• [INSTRUCTION]
In the forum thread about the General Metro drain machine, rewrite the passage from "## Shoot'N'Plumber (Apr" up to and including "be under powered.", changing "supply house" to "plumbing supplier".

# General Metro



## OpenSights (Mar 23, 2015)

Down to the wire and need to find a M/L machine. Used the K-750, great machine, Spartan M-300, great machine. But just starting off I want to keep debt to a minimum. 

Looking at the General Metro. 75' of 5/8" my price $1400. Is it a good machine?
Most sewers around here are 75' or less, some 100', over 100' no one uses anything but an IRM or jetter. Will it handle a 25' extension?


----------



## Shoot'N'Plumber (Apr 27, 2013)

Um! You want to use 5/8" as yur primary mainline machine? I can see Spartans .66 magnum cable at a minimum, but not in a general metro. I used one many years ago. I'll take any old beat up loud squeaky 300 over a new shiny metro. Other than that I didn't use that thing for very long it sucked in roots


----------



## OpenSights (Mar 23, 2015)

Thank's! My supply house doesn't even have one for me to look at in person.

Problem I'm finding is around here no one has new or used M-300's or K-750's for sale and new is not in my budgit. My main concern is that it'd be under powered. 

For just under $300 more I could get the full size General Speedrooter 92, but that's a beast when it comes to size! The first thing I asked was if that stupid donkey d!(k could be removed. Drain cleaning is like fishing... ya gotta feel the line.

When it comes to 3-4" lines 5/8" is my favorite. I've used 3/4 before, but outside of 6" lines I can't stand it.

You're in SoCal, that's where I started drain cleaning and plumbing after the Marine Corps. Worked for Drain Patrol out of Mira Mesa north of Miramar.


----------



## AssTyme (May 15, 2010)

I use a Spartan 300 with .55 as my primary 4" main line machine. That General machine looks to be a POS.

Man up now and you won't have to pay again later.


----------



## affordabledrain (Nov 24, 2009)

Have you looked at used machines? 

What about the speed rooter 92, or the maxi rooter?


----------



## OpenSights (Mar 23, 2015)

Looked for used equipment in MI and surrounding, all over, even a employer I left 4+ years ago that had three vans fully loaded. He's down to 1 set of machines plus back ups.

I heard of some place in Detroit that has nearly new Spartans, but all of my google skills can't find it. It was about 10 years ago that my friend dealt with them, and being Detroit, who knows if they are even around anymore.


----------



## affordabledrain (Nov 24, 2009)

Allan j Coleman has used refurbished equipment. Give them a call. They are in Chicago.


----------



## OpenSights (Mar 23, 2015)

About 3.5-4hrs from me each way, shipping might be cheaper. I'll give them a call, see what they have. Thanks!


----------



## affordabledrain (Nov 24, 2009)

Where are u located?


----------



## OpenSights (Mar 23, 2015)

Just west of Lansing MI, if you look at your right hand, middle and a tad south... sounds odd, but people in the LP use it as a map. LOL! Works though.


----------



## Roto-Rooter (Jan 31, 2015)

The Cable Center has rebuilt and used also. They are in St Louis. May be to far for you but sometimes shipping is cheap


----------



## Drain Pro (Nov 3, 2013)

You get what you pay for.


----------



## Tommy plumber (Feb 19, 2010)

• [MATERIAL SUPPLIED]
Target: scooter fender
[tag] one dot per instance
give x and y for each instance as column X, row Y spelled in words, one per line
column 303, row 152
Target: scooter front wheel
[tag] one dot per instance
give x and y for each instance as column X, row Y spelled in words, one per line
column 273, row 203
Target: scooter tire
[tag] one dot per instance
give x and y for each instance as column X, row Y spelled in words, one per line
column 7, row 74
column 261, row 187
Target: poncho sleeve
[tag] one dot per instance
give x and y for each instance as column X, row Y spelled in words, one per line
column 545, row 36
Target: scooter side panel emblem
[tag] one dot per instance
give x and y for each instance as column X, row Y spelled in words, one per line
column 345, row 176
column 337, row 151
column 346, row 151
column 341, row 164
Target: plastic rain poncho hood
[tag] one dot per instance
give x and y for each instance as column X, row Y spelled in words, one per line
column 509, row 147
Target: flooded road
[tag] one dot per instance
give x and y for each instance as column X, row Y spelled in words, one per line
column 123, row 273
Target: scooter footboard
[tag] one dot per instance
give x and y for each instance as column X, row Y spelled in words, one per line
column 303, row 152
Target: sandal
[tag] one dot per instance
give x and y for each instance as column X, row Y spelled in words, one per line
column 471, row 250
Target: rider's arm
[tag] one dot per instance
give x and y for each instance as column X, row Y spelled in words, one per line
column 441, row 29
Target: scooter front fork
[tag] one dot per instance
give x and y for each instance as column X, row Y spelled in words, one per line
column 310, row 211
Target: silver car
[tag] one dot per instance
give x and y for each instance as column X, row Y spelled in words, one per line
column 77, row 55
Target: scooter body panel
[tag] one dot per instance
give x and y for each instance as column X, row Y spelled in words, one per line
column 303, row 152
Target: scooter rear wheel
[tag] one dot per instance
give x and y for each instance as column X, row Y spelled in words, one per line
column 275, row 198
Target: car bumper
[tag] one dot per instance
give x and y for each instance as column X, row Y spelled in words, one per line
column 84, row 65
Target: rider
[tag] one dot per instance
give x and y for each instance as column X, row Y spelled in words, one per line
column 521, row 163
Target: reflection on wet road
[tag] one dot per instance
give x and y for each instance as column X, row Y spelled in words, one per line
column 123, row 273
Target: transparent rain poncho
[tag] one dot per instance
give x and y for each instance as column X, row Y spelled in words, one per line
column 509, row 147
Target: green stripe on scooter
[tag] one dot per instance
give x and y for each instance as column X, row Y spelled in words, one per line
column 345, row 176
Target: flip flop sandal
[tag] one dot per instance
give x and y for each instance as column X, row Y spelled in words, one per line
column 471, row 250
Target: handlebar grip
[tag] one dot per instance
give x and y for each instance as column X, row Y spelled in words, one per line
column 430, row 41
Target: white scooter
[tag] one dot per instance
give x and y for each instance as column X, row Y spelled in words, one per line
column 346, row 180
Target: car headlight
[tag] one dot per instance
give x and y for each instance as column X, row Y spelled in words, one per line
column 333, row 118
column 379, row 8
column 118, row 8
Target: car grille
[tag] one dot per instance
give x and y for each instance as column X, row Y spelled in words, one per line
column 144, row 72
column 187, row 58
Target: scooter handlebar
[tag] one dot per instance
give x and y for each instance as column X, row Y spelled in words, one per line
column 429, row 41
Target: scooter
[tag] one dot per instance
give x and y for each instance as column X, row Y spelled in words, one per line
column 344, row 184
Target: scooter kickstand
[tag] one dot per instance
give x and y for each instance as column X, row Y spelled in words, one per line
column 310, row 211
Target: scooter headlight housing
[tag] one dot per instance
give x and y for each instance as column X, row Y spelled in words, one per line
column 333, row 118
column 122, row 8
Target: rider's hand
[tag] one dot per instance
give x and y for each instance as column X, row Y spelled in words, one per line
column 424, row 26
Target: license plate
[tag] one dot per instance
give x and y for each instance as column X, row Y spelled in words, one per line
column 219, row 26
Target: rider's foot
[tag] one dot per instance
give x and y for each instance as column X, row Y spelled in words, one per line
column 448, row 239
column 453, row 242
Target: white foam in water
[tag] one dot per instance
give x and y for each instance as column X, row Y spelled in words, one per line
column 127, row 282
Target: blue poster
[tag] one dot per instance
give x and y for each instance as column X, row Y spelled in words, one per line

• [TASK RESPONSE]
## Shoot'N'Plumber (Apr 27, 2013)

Um! You want to use 5/8" as yur primary mainline machine? I can see Spartans .66 magnum cable at a minimum, but not in a general metro. I used one many years ago. I'll take any old beat up loud squeaky 300 over a new shiny metro. Other than that I didn't use that thing for very long it sucked in roots


----------



## OpenSights (Mar 23, 2015)

Thank's! My plumbing supplier doesn't even have one for me to look at in person.

Problem I'm finding is around here no one has new or used M-300's or K-750's for sale and new is not in my budgit. My main concern is that it'd be under powered.